◆ Text for analysis
###
Advancements in healthcare — and especially new drug and treatment protocols — hinge on clinical trials.
Sayantan Chakraborty, global co-head of treasury services payments at J.P. Morgan Payments, and Winny Li, group treasurer at pharma firm PPD, part of Thermo Fisher Scientific, told Karen Webster that the consumerization of healthcare is making inroads into research studies.
And it turns out that the streamlining of compensation — where patients can be paid thousands of dollars for time spent as part of the studies and for travel — can in fact improve the patient recruitment process.
At a high level, said Li and Chakraborty, payments are not solely a treasury topic anymore. They’re integral to workflows and a holistic experience among a broad range of stakeholders.
As for the participants themselves, Li said, “they have different backgrounds and come from all walks of life.” They come from around the globe, and there’s at least one universality:
They want a choice in how they receive their funds.
That’s no easy feat, given the fact that there’s a myriad of currencies to consider, and payment modalities that may differ greatly, market by market. No two clinical trials are exactly the same and might include thousands of participants with different financial situations.
For the pharma firms, PPD among them, there’s only a limited amount of data that can be held, which in turn adds to the difficulty in managing expectations around getting payments disbursed.
“There’s no one-size-fits-all [solution],” Li said. The issue is a pressing one, given the fact that recruitment, per PPD, is the top challenge for drug developers, cited by more than half of firms.
Against that backdrop, PPD has been working with J.P. Morgan Payments to facilitate better payment experiences for trial participants. Chakraborty said that J.P. Morgan Payments already has cemented a place as one of the largest providers of payment services around the world, processing transactions in 120-plus currencies and 200-plus countries and territories (depending on debit account branch location).
###
◆ Data under study
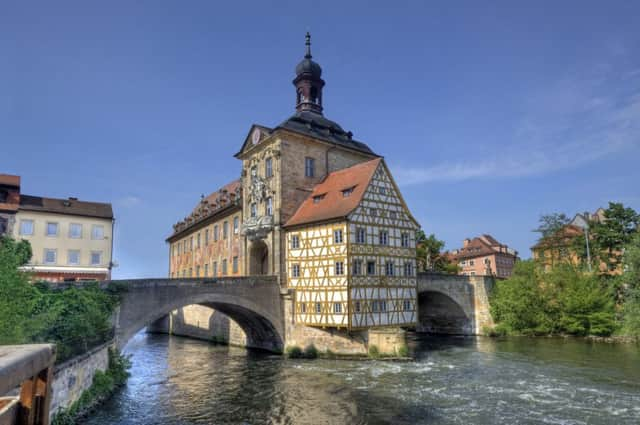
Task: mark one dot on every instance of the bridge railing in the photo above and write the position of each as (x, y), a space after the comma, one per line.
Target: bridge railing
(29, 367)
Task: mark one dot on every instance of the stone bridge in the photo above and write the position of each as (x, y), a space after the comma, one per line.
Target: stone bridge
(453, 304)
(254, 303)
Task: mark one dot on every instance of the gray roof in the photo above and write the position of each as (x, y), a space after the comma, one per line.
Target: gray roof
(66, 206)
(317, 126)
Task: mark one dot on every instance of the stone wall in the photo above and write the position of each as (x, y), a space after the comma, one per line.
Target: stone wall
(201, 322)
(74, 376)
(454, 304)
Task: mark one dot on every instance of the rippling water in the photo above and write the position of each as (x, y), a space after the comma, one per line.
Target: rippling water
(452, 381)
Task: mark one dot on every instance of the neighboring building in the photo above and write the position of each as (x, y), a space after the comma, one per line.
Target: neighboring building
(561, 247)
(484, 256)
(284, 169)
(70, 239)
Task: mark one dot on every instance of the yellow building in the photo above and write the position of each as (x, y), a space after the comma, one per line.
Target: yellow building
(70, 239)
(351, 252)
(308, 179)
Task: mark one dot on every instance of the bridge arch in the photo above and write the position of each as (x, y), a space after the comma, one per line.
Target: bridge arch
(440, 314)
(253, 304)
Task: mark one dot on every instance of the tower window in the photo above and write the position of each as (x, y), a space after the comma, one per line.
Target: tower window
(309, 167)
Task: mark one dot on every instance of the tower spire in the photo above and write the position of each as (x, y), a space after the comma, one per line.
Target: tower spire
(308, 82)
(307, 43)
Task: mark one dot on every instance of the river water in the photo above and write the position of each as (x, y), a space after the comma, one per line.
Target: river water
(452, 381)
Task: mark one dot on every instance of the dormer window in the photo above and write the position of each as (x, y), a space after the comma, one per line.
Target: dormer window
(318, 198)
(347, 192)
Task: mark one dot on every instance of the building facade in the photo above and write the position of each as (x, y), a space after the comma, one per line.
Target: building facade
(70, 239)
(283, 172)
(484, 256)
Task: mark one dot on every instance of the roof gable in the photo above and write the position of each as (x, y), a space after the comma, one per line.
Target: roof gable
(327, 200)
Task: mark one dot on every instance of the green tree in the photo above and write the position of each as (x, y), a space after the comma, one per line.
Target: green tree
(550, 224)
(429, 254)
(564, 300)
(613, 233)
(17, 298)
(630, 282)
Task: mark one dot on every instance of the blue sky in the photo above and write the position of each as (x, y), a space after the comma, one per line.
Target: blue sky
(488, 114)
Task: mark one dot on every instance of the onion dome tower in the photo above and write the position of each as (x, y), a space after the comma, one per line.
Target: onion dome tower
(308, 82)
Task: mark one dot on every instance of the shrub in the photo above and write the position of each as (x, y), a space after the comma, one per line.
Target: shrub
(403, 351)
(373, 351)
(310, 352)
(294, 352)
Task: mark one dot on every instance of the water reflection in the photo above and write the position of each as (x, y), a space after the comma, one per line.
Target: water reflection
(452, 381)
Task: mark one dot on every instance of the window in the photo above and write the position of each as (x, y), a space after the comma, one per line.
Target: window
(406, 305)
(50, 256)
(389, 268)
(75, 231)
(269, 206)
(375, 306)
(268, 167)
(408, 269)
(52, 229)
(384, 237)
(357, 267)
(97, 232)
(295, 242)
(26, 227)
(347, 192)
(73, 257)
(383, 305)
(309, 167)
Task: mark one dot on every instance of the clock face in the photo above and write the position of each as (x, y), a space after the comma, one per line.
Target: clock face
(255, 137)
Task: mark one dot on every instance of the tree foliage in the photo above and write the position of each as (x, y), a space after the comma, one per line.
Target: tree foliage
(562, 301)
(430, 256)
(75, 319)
###
◆ Exercise requirements
Reproduce the passage of the article on clinical trial payments from "That’s no easy" up to and including "different financial situations.". These entries were taken from a separate source.

◆ Output
That’s no easy feat, given the fact that there’s a myriad of currencies to consider, and payment modalities that may differ greatly, market by market. No two clinical trials are exactly the same and might include thousands of participants with different financial situations.